> [Aufgabe 1] An welchem Tag kritisierte Sven Giegold laut Dokumenttext im Deutschlandfunk die neuen Reformschritte für Griechenland?
> [Aufgabe 2] Bitte zitieren Sie aus dem Dokumenttext den Abschnitt zwischen „Ein wirtschaftliches Konzept, das“ und „und geringer Tarifautonomie.“, beide eingeschlossen.
> [Aufgabe 3] Erklären Sie in ein bis drei Sätzen, warum Giegold laut Dokumenttext von „Geschacher“ redet.

> [Dokumenttext]
____

Ein wirtschaftliches Konzept, das bspw. von den deutschen Gewerkschaften vertreten wird, bezieht sich auf angelsächsische Erfahrungen und Theorien von J. M. Keynes, die als Voraussetzung für wirtschaftlichen Erfolg  insbesondere öffentliche Investitionen ansehen. Eine andere volkswirtschaftliche „Glaubens"-richtung setzt auf eine rigorose Knechtschaft öffentlicher Haushalte zugunsten privater Vermögen, auf Schuldenbremsen und schwarze Nullen sowie auf einen flexiblen Arbeitsmarkt mit auseinanderklaffenden Löhnen und geringer Tarifautonomie.
Welche gravierenden Folgen für die Bürgerinnen Griechenlands das letztgenannte wirtschaftpolitische Konzept konkret hat, erläutert der EU-Abgeordnete der Grünen Sven Giegold. Er hat in einem Interview mit dem Deutschlandfunk am 10.04.2017 die vereinbarten neuen Reformschritte für das hoch verschuldete Griechenland kritisiert. Statt Klientelismus und die Steuerflucht der Reichen zu bekämpfen, kämen nun neue Kürzungen für die Armen und Alten, sagte Giegold im Deutschlandfunk. Und er fährt fort: „Ich rede von Geschacher, weil es die ganze Zeit um eine völlig absurde Verhandlungsposition ging. Der IWF (Internationale Währungsfond) wollte neue Austeritätspolitik, aber verbunden mit Schuldenerleichterungen, und Schäuble hat nun Austeritätspolitik ohne Schuldenerleichterungen durchgesetzt, mit neuen Kürzungen für die Armen und Alten, und das nützt weder der wirtschaftlichen Erholung Griechenlands, noch ist es sozial gerecht, sondern es bringt die Leute gegen Europa auf. Und das ist wirklich bitter, gerade nach den Demonstrationen für den „Pulse of Europe" gestern."

____

> [Zu prüfende Daten]
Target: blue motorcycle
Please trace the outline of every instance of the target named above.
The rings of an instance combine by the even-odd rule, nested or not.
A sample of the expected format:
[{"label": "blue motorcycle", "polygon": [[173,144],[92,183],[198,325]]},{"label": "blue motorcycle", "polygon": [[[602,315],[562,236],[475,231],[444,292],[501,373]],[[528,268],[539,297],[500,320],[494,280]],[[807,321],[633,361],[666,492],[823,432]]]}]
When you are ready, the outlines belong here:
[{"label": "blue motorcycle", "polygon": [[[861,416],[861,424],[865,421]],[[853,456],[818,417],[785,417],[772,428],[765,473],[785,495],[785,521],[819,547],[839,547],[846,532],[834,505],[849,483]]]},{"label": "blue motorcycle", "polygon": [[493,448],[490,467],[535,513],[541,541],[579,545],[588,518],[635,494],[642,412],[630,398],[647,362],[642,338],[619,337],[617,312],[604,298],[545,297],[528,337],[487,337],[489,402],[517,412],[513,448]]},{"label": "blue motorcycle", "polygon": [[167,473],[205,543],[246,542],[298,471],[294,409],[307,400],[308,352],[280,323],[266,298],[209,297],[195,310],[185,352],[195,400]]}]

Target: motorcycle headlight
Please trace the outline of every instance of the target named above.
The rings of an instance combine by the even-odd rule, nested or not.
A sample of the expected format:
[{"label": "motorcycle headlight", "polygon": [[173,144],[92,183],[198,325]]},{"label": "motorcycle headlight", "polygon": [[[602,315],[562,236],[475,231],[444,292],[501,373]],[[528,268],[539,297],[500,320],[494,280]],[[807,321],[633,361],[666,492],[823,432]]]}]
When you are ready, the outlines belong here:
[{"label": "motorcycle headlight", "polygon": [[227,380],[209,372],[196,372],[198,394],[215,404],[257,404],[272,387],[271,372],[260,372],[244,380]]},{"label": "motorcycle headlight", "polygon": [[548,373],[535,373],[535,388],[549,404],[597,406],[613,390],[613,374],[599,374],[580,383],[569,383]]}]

____

> [Lösung 1] Am 10.04.2017.

> [Lösung 2]
Ein wirtschaftliches Konzept, das bspw. von den deutschen Gewerkschaften vertreten wird, bezieht sich auf angelsächsische Erfahrungen und Theorien von J. M. Keynes, die als Voraussetzung für wirtschaftlichen Erfolg  insbesondere öffentliche Investitionen ansehen. Eine andere volkswirtschaftliche „Glaubens"-richtung setzt auf eine rigorose Knechtschaft öffentlicher Haushalte zugunsten privater Vermögen, auf Schuldenbremsen und schwarze Nullen sowie auf einen flexiblen Arbeitsmarkt mit auseinanderklaffenden Löhnen und geringer Tarifautonomie.

> [Lösung 3] Er spricht von Geschacher, weil es nach seinen Worten die ganze Zeit um eine völlig absurde Verhandlungsposition ging. Der IWF wollte neue Austeritätspolitik verbunden mit Schuldenerleichterungen, Schäuble setzte dagegen Austeritätspolitik ohne Schuldenerleichterungen durch.